Problem to work on =
Output every line of the items below as a Markdown table with the columns "Row" and "Line," numbering the rows in order and leaving out blank lines.

----

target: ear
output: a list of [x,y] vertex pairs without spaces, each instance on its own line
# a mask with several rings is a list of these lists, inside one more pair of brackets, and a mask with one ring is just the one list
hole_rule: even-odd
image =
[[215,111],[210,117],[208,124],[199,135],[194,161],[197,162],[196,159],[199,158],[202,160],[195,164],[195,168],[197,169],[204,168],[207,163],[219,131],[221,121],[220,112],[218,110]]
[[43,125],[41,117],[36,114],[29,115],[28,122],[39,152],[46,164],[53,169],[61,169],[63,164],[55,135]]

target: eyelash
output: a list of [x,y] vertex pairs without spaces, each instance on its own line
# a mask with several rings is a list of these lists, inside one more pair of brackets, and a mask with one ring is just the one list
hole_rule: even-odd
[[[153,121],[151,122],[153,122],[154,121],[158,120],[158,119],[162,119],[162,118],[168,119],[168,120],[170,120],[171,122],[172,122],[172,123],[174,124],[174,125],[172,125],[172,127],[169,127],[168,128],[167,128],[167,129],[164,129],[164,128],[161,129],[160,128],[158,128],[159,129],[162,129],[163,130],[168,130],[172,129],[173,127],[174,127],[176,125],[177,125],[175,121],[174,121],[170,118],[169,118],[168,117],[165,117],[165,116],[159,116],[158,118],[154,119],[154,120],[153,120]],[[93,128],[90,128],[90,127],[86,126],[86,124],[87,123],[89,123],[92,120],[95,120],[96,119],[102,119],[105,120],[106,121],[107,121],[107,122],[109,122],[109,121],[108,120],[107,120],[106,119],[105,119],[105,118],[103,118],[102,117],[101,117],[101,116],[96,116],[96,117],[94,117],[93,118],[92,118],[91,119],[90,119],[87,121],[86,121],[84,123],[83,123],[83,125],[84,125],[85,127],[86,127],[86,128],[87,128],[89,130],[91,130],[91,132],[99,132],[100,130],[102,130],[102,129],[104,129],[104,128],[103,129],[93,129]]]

----

Expected answer =
| Row | Line |
|---|---|
| 1 | target: ear |
| 2 | output: a list of [x,y] vertex pairs without spaces, each instance on its own line |
| 3 | # a mask with several rings is a list of these lists, inside one more pair of brackets, and a mask with one ring is just the one list |
| 4 | hole_rule: even-odd |
| 5 | image = |
| 6 | [[215,111],[210,117],[208,124],[199,135],[194,161],[197,162],[196,159],[199,158],[202,160],[195,164],[195,168],[197,169],[204,168],[207,163],[219,131],[221,121],[220,112],[218,110]] |
| 7 | [[43,125],[41,117],[36,114],[29,115],[28,122],[39,152],[46,164],[53,169],[61,169],[63,164],[55,135]] |
| 8 | target: eyelash |
| 9 | output: a list of [x,y] vertex pairs without spaces, each instance on its own line |
| 10 | # a mask with several rings is a list of these lists, inside one more pair of brackets, and a mask with one ring is just the one list |
| 11 | hole_rule: even-odd |
| 12 | [[[153,121],[151,122],[153,122],[154,121],[158,120],[158,119],[162,119],[162,118],[168,119],[168,120],[170,120],[171,122],[172,122],[172,123],[174,124],[174,125],[172,125],[172,127],[169,127],[168,128],[167,128],[167,129],[164,129],[164,128],[161,129],[160,128],[158,128],[159,129],[162,129],[163,130],[168,130],[172,129],[173,127],[174,127],[176,125],[177,125],[175,121],[174,121],[170,118],[169,118],[168,117],[165,117],[165,116],[159,116],[158,118],[154,119],[154,120],[153,120]],[[93,128],[90,128],[90,127],[86,126],[86,124],[87,123],[89,123],[92,120],[95,120],[96,119],[102,119],[105,120],[106,121],[107,121],[107,122],[109,122],[109,121],[108,120],[107,120],[106,119],[105,119],[105,118],[103,118],[102,117],[101,117],[101,116],[96,116],[96,117],[94,117],[93,118],[92,118],[91,119],[90,119],[87,121],[86,121],[84,123],[83,123],[83,125],[84,125],[85,127],[86,127],[86,128],[87,128],[89,130],[91,130],[91,132],[99,132],[100,130],[102,130],[102,129],[104,129],[104,128],[103,129],[93,129]]] |